*WORK ORDER*
If a line in the records below contains the word "dark", copy it.

*EXERCISE MATERIAL*
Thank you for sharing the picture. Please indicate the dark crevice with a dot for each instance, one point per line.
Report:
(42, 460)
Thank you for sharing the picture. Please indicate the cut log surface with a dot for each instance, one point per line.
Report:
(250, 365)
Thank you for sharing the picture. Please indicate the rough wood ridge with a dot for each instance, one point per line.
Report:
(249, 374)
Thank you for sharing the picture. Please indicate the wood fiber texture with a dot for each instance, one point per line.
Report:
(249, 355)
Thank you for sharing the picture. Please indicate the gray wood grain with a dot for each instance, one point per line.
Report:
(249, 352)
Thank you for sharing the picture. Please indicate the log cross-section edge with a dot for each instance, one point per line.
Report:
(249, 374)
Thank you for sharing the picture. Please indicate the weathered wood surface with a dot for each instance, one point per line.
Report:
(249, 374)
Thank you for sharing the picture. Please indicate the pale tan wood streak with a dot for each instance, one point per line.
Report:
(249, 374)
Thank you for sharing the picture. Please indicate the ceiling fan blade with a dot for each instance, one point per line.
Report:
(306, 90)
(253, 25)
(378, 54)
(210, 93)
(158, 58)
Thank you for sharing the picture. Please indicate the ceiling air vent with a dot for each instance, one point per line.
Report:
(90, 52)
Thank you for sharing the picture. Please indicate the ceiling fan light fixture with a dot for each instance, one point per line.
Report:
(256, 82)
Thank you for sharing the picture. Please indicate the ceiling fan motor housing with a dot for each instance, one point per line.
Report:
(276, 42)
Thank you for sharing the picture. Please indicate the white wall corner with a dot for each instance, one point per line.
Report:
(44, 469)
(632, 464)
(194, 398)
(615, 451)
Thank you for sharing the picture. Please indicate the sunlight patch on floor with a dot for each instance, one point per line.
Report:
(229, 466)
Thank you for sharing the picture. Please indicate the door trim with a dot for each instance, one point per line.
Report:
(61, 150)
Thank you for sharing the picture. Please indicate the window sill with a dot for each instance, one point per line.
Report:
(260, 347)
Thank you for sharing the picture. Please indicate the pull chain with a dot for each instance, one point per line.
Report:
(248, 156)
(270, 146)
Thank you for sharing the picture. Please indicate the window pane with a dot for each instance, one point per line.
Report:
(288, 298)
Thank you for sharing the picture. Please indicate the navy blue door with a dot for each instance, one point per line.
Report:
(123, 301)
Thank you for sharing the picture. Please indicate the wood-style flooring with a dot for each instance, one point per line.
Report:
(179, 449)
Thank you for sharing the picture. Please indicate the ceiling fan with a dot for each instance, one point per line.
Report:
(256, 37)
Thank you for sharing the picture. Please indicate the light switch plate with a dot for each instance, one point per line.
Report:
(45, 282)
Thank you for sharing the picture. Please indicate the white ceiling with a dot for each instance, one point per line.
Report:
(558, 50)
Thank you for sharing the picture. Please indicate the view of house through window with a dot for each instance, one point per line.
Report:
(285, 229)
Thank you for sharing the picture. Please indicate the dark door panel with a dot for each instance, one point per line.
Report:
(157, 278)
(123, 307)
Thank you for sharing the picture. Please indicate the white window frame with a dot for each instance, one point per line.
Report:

*COMPLETED TASK*
Thank you for sharing the picture. Please indicate the dark crevice with a dot for each instance, one point per line.
Thank you for sharing the picture. Please indicate the dark door panel with a dot for each instance, one point per line.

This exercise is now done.